**What is expected:** Set down, without alteration, the lines from the one that contains "the woman's ear." through the final line of the material below.

**Data supplied:**
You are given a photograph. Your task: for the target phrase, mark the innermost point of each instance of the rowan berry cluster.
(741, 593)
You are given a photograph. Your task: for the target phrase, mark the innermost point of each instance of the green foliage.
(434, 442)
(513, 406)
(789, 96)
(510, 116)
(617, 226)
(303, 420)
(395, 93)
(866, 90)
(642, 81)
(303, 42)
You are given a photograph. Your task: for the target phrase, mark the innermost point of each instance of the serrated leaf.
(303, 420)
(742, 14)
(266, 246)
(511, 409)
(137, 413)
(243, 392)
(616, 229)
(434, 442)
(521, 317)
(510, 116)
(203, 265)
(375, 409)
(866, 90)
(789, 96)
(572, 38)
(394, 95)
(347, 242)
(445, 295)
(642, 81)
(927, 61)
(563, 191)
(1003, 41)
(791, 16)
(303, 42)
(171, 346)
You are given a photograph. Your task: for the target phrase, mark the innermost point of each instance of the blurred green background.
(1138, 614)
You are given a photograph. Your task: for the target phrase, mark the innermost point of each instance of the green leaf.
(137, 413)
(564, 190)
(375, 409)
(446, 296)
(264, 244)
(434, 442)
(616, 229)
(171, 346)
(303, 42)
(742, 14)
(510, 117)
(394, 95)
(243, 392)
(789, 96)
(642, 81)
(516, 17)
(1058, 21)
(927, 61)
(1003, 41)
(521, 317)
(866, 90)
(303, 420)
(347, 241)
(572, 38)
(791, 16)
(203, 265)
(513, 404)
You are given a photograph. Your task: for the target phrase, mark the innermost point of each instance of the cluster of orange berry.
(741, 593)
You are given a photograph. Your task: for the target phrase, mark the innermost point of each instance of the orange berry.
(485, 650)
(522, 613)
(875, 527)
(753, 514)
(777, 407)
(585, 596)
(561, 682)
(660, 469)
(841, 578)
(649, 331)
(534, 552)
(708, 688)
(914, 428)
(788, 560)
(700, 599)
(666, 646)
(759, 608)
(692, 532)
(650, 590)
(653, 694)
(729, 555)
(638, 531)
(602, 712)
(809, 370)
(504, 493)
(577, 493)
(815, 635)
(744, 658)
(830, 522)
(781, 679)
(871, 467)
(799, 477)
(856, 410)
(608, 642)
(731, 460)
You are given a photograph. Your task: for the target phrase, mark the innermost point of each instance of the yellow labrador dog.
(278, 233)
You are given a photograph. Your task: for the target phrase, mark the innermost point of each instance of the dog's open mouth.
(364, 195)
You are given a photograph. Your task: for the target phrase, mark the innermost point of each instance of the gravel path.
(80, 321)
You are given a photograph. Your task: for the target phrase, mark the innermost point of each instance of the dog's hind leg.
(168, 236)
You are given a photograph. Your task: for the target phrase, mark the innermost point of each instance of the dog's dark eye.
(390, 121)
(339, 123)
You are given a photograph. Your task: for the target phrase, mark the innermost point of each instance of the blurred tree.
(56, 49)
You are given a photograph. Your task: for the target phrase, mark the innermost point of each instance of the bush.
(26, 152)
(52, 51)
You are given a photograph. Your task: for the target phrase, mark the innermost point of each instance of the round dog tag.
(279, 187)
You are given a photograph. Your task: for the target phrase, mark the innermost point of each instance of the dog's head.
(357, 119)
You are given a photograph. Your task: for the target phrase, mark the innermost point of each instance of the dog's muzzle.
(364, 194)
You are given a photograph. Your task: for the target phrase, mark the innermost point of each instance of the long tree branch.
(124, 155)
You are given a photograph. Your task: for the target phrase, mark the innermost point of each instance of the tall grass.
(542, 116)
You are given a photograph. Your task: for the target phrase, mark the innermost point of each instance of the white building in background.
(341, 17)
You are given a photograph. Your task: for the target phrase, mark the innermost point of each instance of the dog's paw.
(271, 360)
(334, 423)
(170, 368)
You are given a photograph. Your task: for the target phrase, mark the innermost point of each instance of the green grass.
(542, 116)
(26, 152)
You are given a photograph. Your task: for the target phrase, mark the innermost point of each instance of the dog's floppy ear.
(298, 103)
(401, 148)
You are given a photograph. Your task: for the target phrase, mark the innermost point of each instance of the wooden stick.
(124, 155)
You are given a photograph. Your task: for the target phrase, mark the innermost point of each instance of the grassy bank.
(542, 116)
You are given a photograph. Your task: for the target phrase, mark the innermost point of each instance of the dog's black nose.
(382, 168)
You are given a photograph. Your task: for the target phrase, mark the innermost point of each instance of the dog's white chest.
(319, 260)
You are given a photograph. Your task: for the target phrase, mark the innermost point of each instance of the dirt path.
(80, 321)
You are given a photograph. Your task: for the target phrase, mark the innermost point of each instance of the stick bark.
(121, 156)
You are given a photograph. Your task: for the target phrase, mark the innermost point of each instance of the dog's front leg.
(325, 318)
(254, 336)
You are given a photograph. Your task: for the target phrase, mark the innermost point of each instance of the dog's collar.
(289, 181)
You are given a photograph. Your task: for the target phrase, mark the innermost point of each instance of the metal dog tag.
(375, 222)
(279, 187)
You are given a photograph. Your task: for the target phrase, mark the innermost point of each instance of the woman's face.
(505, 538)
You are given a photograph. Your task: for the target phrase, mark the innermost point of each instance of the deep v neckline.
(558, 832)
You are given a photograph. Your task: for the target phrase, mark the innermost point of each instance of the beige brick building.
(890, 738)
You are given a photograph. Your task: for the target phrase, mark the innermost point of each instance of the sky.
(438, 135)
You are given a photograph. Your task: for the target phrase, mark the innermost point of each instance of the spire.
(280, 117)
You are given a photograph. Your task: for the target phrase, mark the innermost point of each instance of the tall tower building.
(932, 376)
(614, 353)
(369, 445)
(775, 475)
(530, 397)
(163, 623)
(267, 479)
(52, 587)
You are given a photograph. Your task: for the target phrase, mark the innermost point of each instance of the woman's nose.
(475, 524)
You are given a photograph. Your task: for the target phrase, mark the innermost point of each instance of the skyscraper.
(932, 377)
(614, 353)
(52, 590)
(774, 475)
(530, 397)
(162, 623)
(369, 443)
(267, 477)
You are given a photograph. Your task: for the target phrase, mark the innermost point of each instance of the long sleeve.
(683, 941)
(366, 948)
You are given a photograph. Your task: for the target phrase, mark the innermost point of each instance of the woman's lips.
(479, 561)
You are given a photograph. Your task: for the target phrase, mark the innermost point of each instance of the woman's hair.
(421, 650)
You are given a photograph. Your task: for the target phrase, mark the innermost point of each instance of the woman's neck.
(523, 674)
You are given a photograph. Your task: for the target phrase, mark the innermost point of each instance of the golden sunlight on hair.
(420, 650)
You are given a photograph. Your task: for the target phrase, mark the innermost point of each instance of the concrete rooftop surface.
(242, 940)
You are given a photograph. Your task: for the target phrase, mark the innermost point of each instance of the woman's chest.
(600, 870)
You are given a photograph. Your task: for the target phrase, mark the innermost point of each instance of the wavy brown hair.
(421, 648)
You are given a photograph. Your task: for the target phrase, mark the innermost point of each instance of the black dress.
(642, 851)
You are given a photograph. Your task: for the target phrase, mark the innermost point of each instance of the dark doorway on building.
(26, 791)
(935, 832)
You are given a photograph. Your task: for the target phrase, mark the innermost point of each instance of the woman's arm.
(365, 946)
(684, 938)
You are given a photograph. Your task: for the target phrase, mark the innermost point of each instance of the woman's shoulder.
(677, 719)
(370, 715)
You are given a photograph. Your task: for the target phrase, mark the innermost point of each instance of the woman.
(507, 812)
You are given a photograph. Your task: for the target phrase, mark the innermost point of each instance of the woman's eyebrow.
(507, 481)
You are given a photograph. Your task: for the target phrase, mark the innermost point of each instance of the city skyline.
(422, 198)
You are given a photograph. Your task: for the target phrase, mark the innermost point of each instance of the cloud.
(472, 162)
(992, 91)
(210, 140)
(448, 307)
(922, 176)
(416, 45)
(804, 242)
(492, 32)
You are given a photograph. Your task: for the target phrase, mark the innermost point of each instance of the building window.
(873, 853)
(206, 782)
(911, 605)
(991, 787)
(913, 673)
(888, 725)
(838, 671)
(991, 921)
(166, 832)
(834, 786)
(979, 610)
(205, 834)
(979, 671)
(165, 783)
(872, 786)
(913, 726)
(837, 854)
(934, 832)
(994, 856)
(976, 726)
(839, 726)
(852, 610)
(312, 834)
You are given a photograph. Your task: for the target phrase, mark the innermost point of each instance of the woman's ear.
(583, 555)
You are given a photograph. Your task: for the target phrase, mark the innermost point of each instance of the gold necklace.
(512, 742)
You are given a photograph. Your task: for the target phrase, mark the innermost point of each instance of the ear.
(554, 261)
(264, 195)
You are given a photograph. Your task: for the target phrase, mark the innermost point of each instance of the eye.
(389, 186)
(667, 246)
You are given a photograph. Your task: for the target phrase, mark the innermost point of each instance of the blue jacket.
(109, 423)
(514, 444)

**Solved problem:**
You are given a photograph. Your task: for the target phrase, mark the innermost point of each instance of the woman's ear.
(583, 555)
You are given a photograph. Your task: for the target phrase, mark the innermost point of each instance of the gold necklace.
(512, 742)
You are given a photograph. Your task: for the target phrase, mark the innermost point of each instance of the ear.
(554, 261)
(264, 195)
You are given a photograph. Your task: for the target phrase, mark the innermost point of each instance of the eye.
(389, 186)
(667, 246)
You are given a photograph. Your task: for the target phrase, mark the innermost point of each instance of the blue jacket.
(109, 423)
(514, 444)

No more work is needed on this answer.